Task input

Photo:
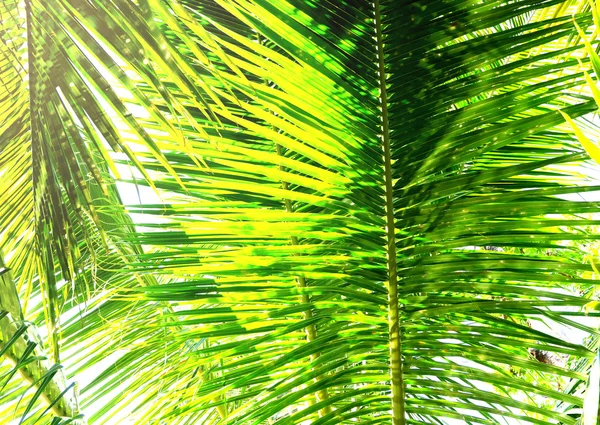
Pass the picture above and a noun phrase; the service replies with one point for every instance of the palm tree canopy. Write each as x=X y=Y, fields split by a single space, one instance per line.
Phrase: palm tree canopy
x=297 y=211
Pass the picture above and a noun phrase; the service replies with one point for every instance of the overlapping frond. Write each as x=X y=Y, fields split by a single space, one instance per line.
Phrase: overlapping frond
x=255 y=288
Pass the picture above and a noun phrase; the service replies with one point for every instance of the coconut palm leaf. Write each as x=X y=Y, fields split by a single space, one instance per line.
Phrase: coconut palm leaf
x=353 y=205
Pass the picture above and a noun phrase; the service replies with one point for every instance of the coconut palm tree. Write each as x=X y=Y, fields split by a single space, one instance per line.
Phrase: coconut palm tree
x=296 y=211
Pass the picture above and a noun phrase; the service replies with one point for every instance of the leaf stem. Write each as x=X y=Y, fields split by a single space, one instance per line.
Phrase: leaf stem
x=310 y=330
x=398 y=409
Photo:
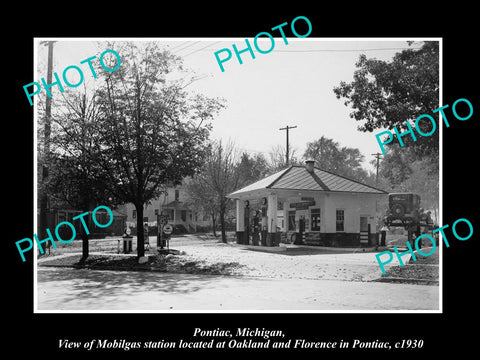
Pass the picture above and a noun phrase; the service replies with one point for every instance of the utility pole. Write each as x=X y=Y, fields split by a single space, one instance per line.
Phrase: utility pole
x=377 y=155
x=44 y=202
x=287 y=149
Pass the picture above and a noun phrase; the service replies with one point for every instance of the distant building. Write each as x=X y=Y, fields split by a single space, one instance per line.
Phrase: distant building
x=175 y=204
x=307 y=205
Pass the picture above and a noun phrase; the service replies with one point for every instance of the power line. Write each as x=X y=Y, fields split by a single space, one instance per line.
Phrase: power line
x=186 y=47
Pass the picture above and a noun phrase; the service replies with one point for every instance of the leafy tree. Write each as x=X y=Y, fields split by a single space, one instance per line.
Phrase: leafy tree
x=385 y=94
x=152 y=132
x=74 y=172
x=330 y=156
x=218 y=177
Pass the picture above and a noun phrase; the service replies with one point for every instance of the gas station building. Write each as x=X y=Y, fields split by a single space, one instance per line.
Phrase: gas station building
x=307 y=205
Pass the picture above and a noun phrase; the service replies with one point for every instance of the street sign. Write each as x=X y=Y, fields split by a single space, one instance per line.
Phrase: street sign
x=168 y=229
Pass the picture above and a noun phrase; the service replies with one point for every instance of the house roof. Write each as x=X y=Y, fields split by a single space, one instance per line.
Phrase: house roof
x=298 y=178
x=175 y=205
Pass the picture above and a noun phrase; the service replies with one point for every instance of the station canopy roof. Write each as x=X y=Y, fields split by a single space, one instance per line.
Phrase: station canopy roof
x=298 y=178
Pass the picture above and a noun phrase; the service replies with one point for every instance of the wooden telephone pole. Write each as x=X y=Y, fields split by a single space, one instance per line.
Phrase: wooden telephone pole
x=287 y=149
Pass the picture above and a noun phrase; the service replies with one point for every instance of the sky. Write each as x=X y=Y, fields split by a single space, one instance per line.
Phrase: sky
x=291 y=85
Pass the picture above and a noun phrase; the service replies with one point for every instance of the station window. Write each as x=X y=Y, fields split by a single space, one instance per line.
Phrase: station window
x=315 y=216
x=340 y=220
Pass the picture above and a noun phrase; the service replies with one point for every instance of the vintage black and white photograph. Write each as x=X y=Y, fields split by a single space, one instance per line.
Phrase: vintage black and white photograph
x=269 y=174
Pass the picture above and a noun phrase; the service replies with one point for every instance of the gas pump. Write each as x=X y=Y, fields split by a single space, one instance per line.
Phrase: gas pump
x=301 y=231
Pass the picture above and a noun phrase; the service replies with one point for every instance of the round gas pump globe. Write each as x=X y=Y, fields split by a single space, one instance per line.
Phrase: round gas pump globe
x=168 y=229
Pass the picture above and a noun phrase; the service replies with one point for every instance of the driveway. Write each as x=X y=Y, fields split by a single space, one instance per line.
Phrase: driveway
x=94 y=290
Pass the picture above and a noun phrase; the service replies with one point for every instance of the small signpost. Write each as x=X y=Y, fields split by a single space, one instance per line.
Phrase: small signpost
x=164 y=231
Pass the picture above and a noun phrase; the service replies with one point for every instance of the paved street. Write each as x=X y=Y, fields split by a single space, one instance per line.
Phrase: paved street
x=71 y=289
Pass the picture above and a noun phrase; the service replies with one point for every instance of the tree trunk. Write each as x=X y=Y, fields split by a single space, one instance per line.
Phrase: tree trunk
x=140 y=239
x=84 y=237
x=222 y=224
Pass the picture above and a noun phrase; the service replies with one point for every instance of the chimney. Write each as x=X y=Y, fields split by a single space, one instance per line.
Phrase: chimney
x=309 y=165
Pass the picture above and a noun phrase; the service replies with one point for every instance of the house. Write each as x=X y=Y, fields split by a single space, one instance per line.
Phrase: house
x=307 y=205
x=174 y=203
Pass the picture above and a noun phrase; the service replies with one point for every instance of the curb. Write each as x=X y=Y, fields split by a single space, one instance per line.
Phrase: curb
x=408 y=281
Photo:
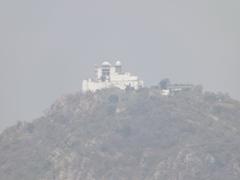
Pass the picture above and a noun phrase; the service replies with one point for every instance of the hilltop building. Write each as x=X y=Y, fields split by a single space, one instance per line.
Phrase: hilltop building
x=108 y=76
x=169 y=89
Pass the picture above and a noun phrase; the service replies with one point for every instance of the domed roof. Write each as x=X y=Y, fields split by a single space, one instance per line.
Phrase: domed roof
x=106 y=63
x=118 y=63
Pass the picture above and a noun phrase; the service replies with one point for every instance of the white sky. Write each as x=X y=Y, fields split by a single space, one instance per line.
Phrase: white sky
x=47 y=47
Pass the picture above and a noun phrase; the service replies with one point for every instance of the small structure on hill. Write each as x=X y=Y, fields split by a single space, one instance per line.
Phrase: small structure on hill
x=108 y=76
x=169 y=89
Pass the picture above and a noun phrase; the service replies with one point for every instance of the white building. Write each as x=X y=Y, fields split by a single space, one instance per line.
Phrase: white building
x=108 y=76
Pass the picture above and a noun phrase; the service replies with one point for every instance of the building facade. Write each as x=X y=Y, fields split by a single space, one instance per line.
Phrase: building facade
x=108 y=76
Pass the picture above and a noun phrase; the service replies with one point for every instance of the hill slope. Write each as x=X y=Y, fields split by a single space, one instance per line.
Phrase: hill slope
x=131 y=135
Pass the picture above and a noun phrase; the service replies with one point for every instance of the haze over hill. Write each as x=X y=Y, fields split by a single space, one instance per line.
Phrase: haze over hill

Brief
Return all the data above as written, leaving out only the pictures.

Expected output
Photo:
Pass the picture above and a noun phrase; the service replies with one point for every instance of the palm tree canopy. Write each as x=X y=Y, fields split by a single space, one instance per line.
Phrase: palm tree canopy
x=297 y=211
Pass the picture above and a noun phrase; the service replies with one point for every instance of the overlapping frond. Write each as x=X y=Y, fields split by a single space, one instance per line.
Phrase: overlapping frond
x=255 y=288
Pass the picture above and a noun phrase; the service replies with one point for every instance of the coconut palm leaf. Write each as x=X y=Y, fields split by a single space, one instance per line.
Phrase: coconut palm leaf
x=353 y=205
Pass the picture above and a noun phrase; the service replies with one point for every instance of the coconut palm tree. Write each as x=X y=Y, fields split by a single space, one instance per line.
Phrase: coconut palm tree
x=296 y=211
Pass the picture above and a noun phrase; the service replies with one point for every instance of the leaf stem. Write each as x=X y=Y, fields split by a single space, one instance per line.
Phrase: leaf stem
x=310 y=330
x=398 y=409
Photo:
Pass the picture above and a noun phrase; the service replies with one point for every instance of the utility pole. Write each as x=X y=Y, fields split by a single space, one instance per line.
Phrase: utility pole
x=377 y=155
x=44 y=202
x=287 y=149
Pass the picture above and a noun phrase; the service replies with one point for every instance of the distant building. Write each as x=X y=Y, fields split by a single space, one instance per line.
Phrase: distant building
x=175 y=204
x=307 y=205
Pass the picture above and a noun phrase; the service replies with one point for every instance of the power line. Write each as x=X y=Y, fields split by a single space, one instance per line.
Phrase: power line
x=186 y=47
Pass the picture above and a noun phrase; the service replies with one point for every instance of the leafy tree. Write each as x=X y=Y, fields split by a single space, one instance per line.
Phrase: leafy tree
x=385 y=94
x=152 y=132
x=74 y=172
x=330 y=156
x=218 y=177
Pass the picture above and a noun phrase; the service replies with one point for every instance of the gas station building. Write each as x=X y=Y, fields split by a single space, one instance per line.
Phrase: gas station building
x=307 y=205
Pass the picture above and a noun phrase; the service replies with one point for every instance of the street sign. Write each as x=X y=Y, fields split by a single space, one instance per line.
Phrase: street sign
x=168 y=229
Pass the picture above and a noun phrase; the service replies with one point for every instance of the house roof. Write each as x=X y=Y, fields split by a single space, one instance per line.
Phrase: house roof
x=298 y=178
x=175 y=205
Pass the picture above and a noun phrase; the service replies with one point for every instance of the station canopy roof. Write each as x=X y=Y, fields split by a single space, one instance per line.
Phrase: station canopy roof
x=298 y=178
Pass the picture above and a noun phrase; the service replies with one point for every instance of the wooden telephone pole. Write each as x=X y=Y, fields split by a single space, one instance per line.
Phrase: wooden telephone pole
x=287 y=149
Pass the picture above and a noun phrase; the service replies with one point for every instance of the sky. Write each as x=X y=Y, fields split by a single space, one instance per line.
Phrase: sky
x=291 y=85
Pass the picture above and a noun phrase; the service replies with one point for every instance of the station window. Write each as x=X y=Y, fields split by a single space, one instance per line.
Phrase: station window
x=315 y=216
x=340 y=220
Pass the picture above and a noun phrase; the service replies with one point for every instance of the vintage black and white photograph. Write each as x=X y=Y, fields split by a single space, one instance per line.
Phrase: vintage black and white photograph
x=269 y=174
Pass the picture above and a noun phrase; the service replies with one point for every instance of the gas pump. Write each as x=X y=Y, fields split by a single space, one instance per line.
Phrase: gas pump
x=301 y=231
Pass the picture above and a noun phrase; the service replies with one point for every instance of the round gas pump globe. Write each as x=X y=Y, fields split by a single space, one instance per line.
Phrase: round gas pump globe
x=168 y=229
Pass the picture above and a noun phrase; the service replies with one point for every instance of the driveway. Write each as x=X y=Y, fields split by a single space, one instance per line.
Phrase: driveway
x=94 y=290
Pass the picture above and a noun phrase; the service replies with one point for every instance of the small signpost. Write each as x=X y=Y, fields split by a single space, one instance per line.
Phrase: small signpost
x=164 y=231
Pass the picture above and a noun phrase; the service replies with one point for every instance of the paved street. Write each as x=X y=Y, fields split by a single space, one instance per line.
Phrase: paved street
x=71 y=289
Pass the picture above and a noun phrase; the service replies with one point for every instance of the tree trunk. Write each as x=X y=Y, fields split by a single space, one instance per line.
Phrase: tree trunk
x=140 y=239
x=84 y=237
x=222 y=224
Pass the picture above and a noun phrase; the service replies with one point for every instance of the chimney. Write each as x=X y=Y, fields split by a single space, one instance per line.
Phrase: chimney
x=309 y=165
Pass the picture above and a noun phrase; the service replies with one point for every instance of the house. Write each as x=X y=Y, fields split by a single space, one instance per line.
Phrase: house
x=307 y=205
x=174 y=203
Pass the picture above and a noun phrase; the service replies with one point for every instance of the curb. Write each as x=X y=Y, fields split by a single space, one instance per line.
Phrase: curb
x=408 y=281
Photo:
Pass the picture above and a noun phrase; the service replies with one point for every instance of the hilltop building. Write each as x=X y=Y, fields split by a single space, one instance per line.
Phrase: hilltop building
x=108 y=76
x=169 y=89
Pass the picture above and a noun phrase; the service replies with one point for every instance of the domed roof. Write each as x=X y=Y, fields split by a single space, one instance per line.
Phrase: domed roof
x=106 y=63
x=118 y=63
Pass the picture above and a noun phrase; the service replies with one point for every instance of the white sky. Write each as x=X y=Y, fields split by a single space, one instance per line.
Phrase: white sky
x=47 y=47
Pass the picture above and a noun phrase; the service replies with one point for every instance of the small structure on hill. Write each as x=X y=Y, fields split by a single space, one instance per line.
Phrase: small structure on hill
x=108 y=76
x=169 y=89
Pass the picture above and a noun phrase; the service replies with one point for every instance of the white building. Write each as x=X y=Y, fields split by a single space, one instance per line.
Phrase: white building
x=108 y=76
Pass the picture above and a noun phrase; the service replies with one point for every instance of the building facade. Write each as x=X y=Y, fields split by a single space, one instance per line.
Phrase: building facade
x=108 y=76
Pass the picture above and a noun phrase; the service replies with one point for every instance of the hill slope. Write each as x=X y=Y, fields split by a single space, one instance per line.
Phrase: hill slope
x=131 y=135
Pass the picture above and a noun phrase; the service replies with one point for every instance of the haze over hill. Write each as x=X y=Y, fields split by a single space, one instance per line.
Phrase: haze over hill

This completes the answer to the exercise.